▶ [Task prompt] Beginning at the line containing "If you could tag each instance of the grass airfield" in the material below and ending at the line containing "If you could tag each instance of the hazy", return each line exactly and add nothing.

————————

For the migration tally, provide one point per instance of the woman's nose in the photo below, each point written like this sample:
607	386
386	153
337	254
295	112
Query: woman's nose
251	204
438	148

————————

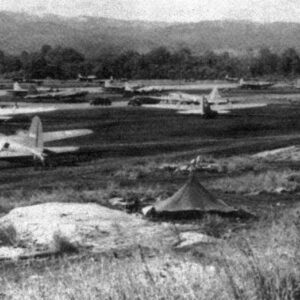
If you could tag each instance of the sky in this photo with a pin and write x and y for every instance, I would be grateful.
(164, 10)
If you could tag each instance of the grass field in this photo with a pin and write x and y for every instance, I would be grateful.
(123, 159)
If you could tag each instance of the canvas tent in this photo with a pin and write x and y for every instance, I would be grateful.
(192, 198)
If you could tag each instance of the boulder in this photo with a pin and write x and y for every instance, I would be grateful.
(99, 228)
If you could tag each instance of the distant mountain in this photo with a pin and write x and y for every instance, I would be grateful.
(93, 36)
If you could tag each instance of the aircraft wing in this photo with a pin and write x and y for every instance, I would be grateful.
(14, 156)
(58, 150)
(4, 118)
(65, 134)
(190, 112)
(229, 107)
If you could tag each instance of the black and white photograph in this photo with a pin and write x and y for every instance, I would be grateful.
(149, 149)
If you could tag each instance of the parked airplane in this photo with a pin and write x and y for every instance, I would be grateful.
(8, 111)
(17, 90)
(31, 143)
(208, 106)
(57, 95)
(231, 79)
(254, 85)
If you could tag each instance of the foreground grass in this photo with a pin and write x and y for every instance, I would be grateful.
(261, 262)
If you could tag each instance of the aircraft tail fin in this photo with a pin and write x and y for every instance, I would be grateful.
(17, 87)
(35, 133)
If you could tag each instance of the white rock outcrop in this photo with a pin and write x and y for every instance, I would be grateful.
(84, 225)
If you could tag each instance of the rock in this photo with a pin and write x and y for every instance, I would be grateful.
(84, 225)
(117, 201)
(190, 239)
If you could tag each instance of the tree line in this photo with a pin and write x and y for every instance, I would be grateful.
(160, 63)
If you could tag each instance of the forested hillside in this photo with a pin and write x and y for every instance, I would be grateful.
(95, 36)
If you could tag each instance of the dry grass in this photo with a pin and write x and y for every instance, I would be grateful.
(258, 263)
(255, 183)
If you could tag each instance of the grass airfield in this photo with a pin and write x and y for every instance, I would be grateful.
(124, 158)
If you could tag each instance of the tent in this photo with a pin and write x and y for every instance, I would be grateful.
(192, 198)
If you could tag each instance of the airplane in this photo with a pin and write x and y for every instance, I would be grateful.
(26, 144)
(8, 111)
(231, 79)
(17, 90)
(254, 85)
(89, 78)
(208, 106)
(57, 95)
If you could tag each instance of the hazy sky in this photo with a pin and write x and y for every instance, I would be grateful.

————————

▶ [Output for this exercise]
If you could tag each instance of the grass airfield in this photo with a pin and write x and y for every instance, I would be grateful.
(124, 158)
If you could tag each instance of the tent in this photo with a pin and write x and y for every instance, I would be grateful.
(192, 198)
If you could tag each instance of the airplane in this photo with a pin and write x and y for every instance, I would be grateful.
(26, 144)
(8, 111)
(231, 79)
(17, 90)
(254, 85)
(89, 78)
(208, 106)
(57, 95)
If you could tag each instance of the hazy sky in this photo with a pin and write x and y for every instance, I would be grateful.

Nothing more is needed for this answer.